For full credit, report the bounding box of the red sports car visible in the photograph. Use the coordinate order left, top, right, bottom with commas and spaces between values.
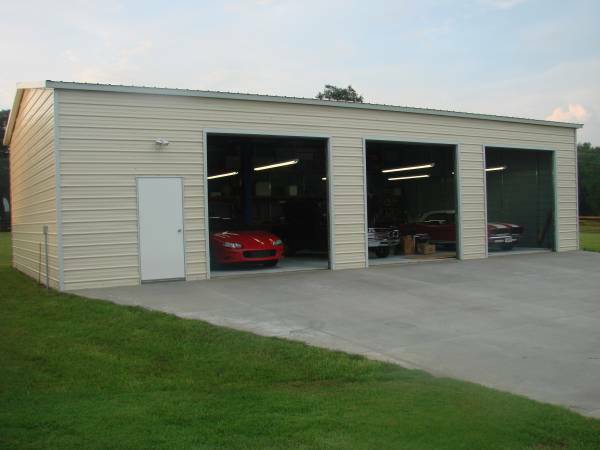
402, 210, 524, 250
209, 218, 284, 267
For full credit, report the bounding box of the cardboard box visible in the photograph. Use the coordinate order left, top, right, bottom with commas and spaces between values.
417, 242, 436, 255
402, 235, 415, 254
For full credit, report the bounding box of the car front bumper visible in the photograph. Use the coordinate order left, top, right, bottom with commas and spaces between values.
214, 246, 284, 264
368, 238, 401, 248
368, 229, 400, 248
488, 234, 520, 245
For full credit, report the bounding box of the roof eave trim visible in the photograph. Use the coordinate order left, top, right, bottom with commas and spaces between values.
3, 89, 24, 146
4, 81, 50, 145
16, 81, 49, 90
44, 80, 583, 129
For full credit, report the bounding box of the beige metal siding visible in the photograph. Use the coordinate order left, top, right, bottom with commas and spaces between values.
555, 129, 579, 251
459, 144, 487, 259
56, 89, 577, 290
9, 89, 58, 288
59, 134, 205, 290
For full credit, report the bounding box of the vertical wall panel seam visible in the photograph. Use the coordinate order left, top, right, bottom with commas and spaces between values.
202, 130, 211, 279
53, 89, 65, 291
134, 178, 142, 283
553, 149, 561, 251
361, 138, 369, 267
574, 130, 580, 250
455, 144, 464, 260
180, 177, 188, 278
482, 145, 489, 258
327, 138, 336, 270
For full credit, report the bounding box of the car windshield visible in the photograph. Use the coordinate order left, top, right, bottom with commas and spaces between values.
423, 213, 454, 224
209, 217, 257, 232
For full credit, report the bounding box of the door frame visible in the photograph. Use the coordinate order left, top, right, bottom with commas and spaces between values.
202, 129, 334, 279
135, 176, 187, 283
362, 136, 462, 267
482, 144, 559, 256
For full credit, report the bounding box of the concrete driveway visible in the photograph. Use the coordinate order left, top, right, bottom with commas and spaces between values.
76, 251, 600, 417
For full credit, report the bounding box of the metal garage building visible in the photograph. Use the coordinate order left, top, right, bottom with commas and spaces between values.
3, 81, 581, 291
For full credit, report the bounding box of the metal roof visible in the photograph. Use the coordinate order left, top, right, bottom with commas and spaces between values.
3, 80, 583, 145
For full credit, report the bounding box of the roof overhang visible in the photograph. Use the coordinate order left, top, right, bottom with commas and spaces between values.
3, 80, 584, 145
3, 82, 47, 146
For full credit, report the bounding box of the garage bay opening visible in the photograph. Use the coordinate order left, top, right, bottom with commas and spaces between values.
485, 147, 555, 255
365, 140, 458, 264
206, 134, 330, 276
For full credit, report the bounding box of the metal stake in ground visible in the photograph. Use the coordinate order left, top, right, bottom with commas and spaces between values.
43, 225, 49, 290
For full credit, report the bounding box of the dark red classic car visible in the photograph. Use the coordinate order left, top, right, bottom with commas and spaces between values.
403, 210, 524, 250
209, 218, 284, 267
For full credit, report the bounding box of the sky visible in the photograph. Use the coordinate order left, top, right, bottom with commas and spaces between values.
1, 0, 599, 142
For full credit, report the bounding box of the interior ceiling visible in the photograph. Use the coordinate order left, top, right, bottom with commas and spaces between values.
366, 141, 457, 226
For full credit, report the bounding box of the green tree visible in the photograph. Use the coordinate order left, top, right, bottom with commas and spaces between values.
316, 84, 364, 102
0, 109, 8, 154
578, 142, 600, 215
0, 109, 10, 230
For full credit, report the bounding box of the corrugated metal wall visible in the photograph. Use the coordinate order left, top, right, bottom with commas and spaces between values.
9, 89, 59, 288
53, 89, 577, 290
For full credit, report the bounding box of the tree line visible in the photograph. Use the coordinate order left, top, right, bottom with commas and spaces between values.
578, 142, 600, 216
0, 110, 9, 230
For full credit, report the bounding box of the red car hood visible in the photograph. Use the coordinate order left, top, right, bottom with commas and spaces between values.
211, 230, 281, 248
488, 222, 522, 232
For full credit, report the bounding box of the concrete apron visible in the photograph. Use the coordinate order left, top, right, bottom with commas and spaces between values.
75, 251, 600, 418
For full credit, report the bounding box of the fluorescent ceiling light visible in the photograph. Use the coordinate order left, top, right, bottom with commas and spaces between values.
254, 159, 299, 172
382, 163, 435, 173
388, 174, 431, 181
207, 171, 238, 180
485, 166, 507, 172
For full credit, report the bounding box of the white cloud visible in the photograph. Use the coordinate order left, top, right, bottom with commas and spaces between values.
546, 104, 589, 123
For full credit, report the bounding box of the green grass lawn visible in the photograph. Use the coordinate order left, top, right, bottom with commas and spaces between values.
581, 219, 600, 252
1, 233, 599, 449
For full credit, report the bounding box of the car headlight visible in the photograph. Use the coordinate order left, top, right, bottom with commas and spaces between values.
272, 239, 283, 246
222, 242, 242, 249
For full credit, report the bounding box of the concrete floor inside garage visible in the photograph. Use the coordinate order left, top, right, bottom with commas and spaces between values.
488, 247, 552, 257
211, 255, 328, 277
77, 250, 600, 418
368, 250, 456, 265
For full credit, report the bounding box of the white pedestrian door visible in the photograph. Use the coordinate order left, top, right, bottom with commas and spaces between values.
137, 177, 185, 281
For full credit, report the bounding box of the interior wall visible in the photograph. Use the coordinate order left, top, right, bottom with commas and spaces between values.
486, 148, 554, 249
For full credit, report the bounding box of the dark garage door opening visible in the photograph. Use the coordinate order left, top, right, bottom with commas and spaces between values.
206, 134, 330, 276
485, 147, 555, 254
366, 140, 458, 264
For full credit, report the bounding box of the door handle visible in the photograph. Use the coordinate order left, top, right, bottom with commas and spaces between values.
177, 229, 182, 233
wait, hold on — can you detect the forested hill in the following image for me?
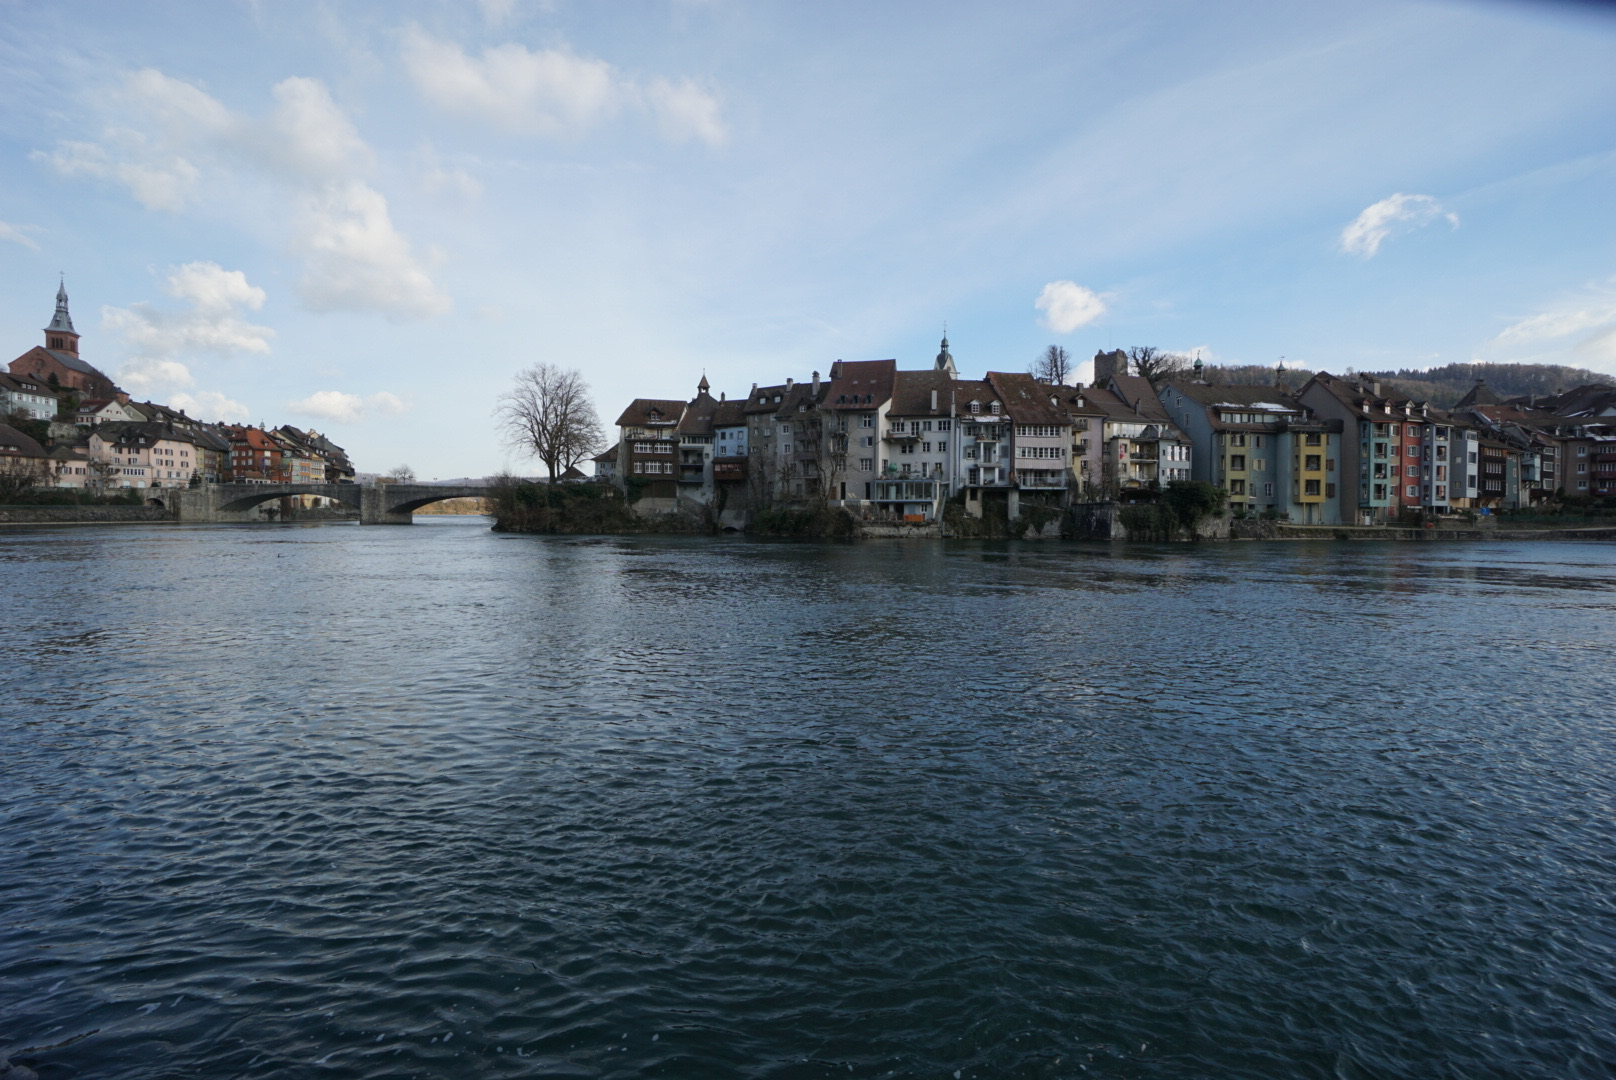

______________________________

◆ Requirement:
Output every entry exactly as given; pictures are not part of the copy.

◆ Output for this task:
For full credit, report the bounding box of the red sports car visible in the photograph. Use the coordinate order left, top, right, bottom with commas and spaces between values.
402, 210, 524, 250
209, 218, 284, 267
For full credit, report the bounding box of the cardboard box visible in the photograph. Use the coordinate order left, top, right, bottom with commas and spaces between values.
417, 242, 436, 255
402, 235, 415, 254
For full credit, report the bounding box of the car front bumper visible in the photograph. Use the coordinate order left, top, right, bottom with commas and spaces between values.
214, 246, 284, 264
368, 238, 401, 248
368, 229, 400, 248
488, 234, 520, 245
For full credit, report the bounding box of the roof eave trim visible in the photograph. Use the coordinate order left, top, right, bottom with commas and spaces between values.
3, 89, 24, 146
4, 81, 50, 145
16, 81, 49, 90
44, 80, 583, 129
For full credit, report the bounding box of the beige metal siding visible in the photograph. Use the coordinate order left, top, right, bottom with commas and spaces between values.
555, 129, 579, 251
459, 144, 487, 259
56, 89, 577, 290
9, 89, 58, 288
59, 134, 205, 290
For full credit, report the bounding box of the vertical wall panel seam visible in the photograph. Use the coordinate order left, top, right, bottom with commas and spaces between values.
202, 130, 211, 279
53, 89, 65, 291
134, 178, 142, 283
553, 149, 561, 251
361, 138, 369, 267
574, 130, 580, 250
455, 144, 464, 260
180, 177, 188, 278
482, 145, 489, 258
327, 138, 336, 270
For full credit, report the bounding box of the car windshield visible in the photograph. Use the coordinate order left, top, right, bottom with commas and spaces between values.
423, 213, 454, 224
209, 217, 257, 232
For full credit, report the bounding box of the door frame visible in the photograph. Use the coordinate order left, top, right, bottom with commas and spaces between values.
202, 129, 334, 279
135, 176, 187, 283
362, 136, 462, 267
482, 144, 559, 256
For full credit, report the bounding box of the concrete driveway visible in the photograph. Use the coordinate order left, top, right, bottom with commas and spaces between values.
76, 251, 600, 417
For full credit, report the bounding box of the metal garage building visible in the photograph. Use the coordinate order left, top, right, bottom with commas and spaces between values.
3, 81, 581, 291
For full credit, report the bounding box of the metal roof visible in the photograph. Use the coordinate order left, top, right, bottom with commas and spaces between values.
3, 80, 583, 145
For full credit, report the bounding box of the roof overhang visible in the photograph. Use the coordinate order left, top, right, bottom with commas and spaces between values.
3, 80, 584, 145
3, 82, 47, 146
For full credit, report the bounding box of the garage bay opening visible in the photograph. Use the coordinate order left, top, right, bottom with commas and spaces between values.
485, 147, 555, 255
365, 140, 458, 264
206, 134, 330, 276
For full credit, report the bounding box of the metal stake in ground visible in the photograph. Use the coordinate order left, top, right, bottom with commas and spaces between values.
43, 225, 49, 290
For full credit, report the bounding box of the dark red classic car visible in the photograph. Use the coordinate order left, top, right, bottom with commas and spaces between values.
403, 210, 524, 250
209, 218, 284, 267
For full credit, report the bounding box of the sky visible in the photograph. Use the coordinate order left, top, right, bottom with commas and spaces between values.
1, 0, 599, 142
For full credit, report the bounding box of the interior ceiling visible in the photograph. Use the coordinate order left, top, right, bottom with commas and spaces between values.
366, 141, 457, 226
For full credit, report the bounding box of the green tree visible in the photograph. Use the coordinate order left, top, right, bottom with commas and spaces between values.
316, 84, 364, 102
0, 109, 8, 154
578, 142, 600, 215
0, 109, 10, 230
For full credit, report the bounding box of the corrugated metal wall visible in the photograph. Use the coordinate order left, top, right, bottom with commas and spaces between values.
9, 89, 59, 288
53, 89, 577, 290
For full credit, report the bounding box of the tree line visible in the photograph. Use the coordinate order left, top, right, bottom with commas and spaces between values.
578, 142, 600, 216
0, 110, 9, 230
For full credit, report the bounding box of the red car hood visible in the photograph. Use the coordinate order left, top, right, bottom with commas and spaces between values.
211, 230, 281, 248
488, 222, 522, 232
For full credit, report the bounding box of the concrete apron visible in the photograph. Use the coordinate order left, top, right, bottom with commas and spaces between values.
75, 251, 600, 418
For full credit, report the bounding box of the fluorescent ceiling light visible in the photograph. Use the coordinate order left, top, right, bottom with commas and spaces between values.
254, 159, 299, 172
382, 163, 435, 173
388, 174, 431, 181
207, 171, 238, 180
485, 166, 507, 172
For full credit, report the bounding box of the white cloud visible in the photograph. Use the coordinate order left, top, right, bottom with commas and spaces between values.
546, 104, 589, 123
For full credit, report the bounding box of the green grass lawn visible in the photograph. Use the coordinate order left, top, right, bottom with commas and spaces between values.
581, 219, 600, 252
1, 233, 599, 449
For full credit, report the bounding box of the car headlight visible in the photograph. Use the coordinate order left, top, right, bottom with commas and spaces between values.
272, 239, 283, 246
222, 242, 242, 249
For full credit, report the bounding box of the concrete floor inside garage visible in the photograph. Use the coordinate order left, top, right, bottom with commas and spaces between values.
488, 247, 552, 257
211, 255, 328, 277
77, 250, 600, 418
368, 250, 456, 265
For full credit, report the bounding box of the white pedestrian door visible in the photograph. Use the coordinate order left, top, right, bottom with commas and spaces between values.
137, 177, 185, 281
For full credit, report the bounding box of the interior wall visible in the photograph. Use the coordinate order left, top, right, bottom with commas and spaces between values.
486, 148, 554, 249
For full credit, report the bounding box of the dark garage door opening visible in the photograph. Use the coordinate order left, top, right, bottom with commas and spaces between values.
206, 134, 330, 276
485, 147, 555, 254
366, 140, 458, 264
For full credit, report the bounding box of the door handle visible in the photograph. Use the coordinate order left, top, right, bottom with commas and spaces between values.
177, 229, 182, 233
wait, hold on — can you detect the forested hill in the following image for me?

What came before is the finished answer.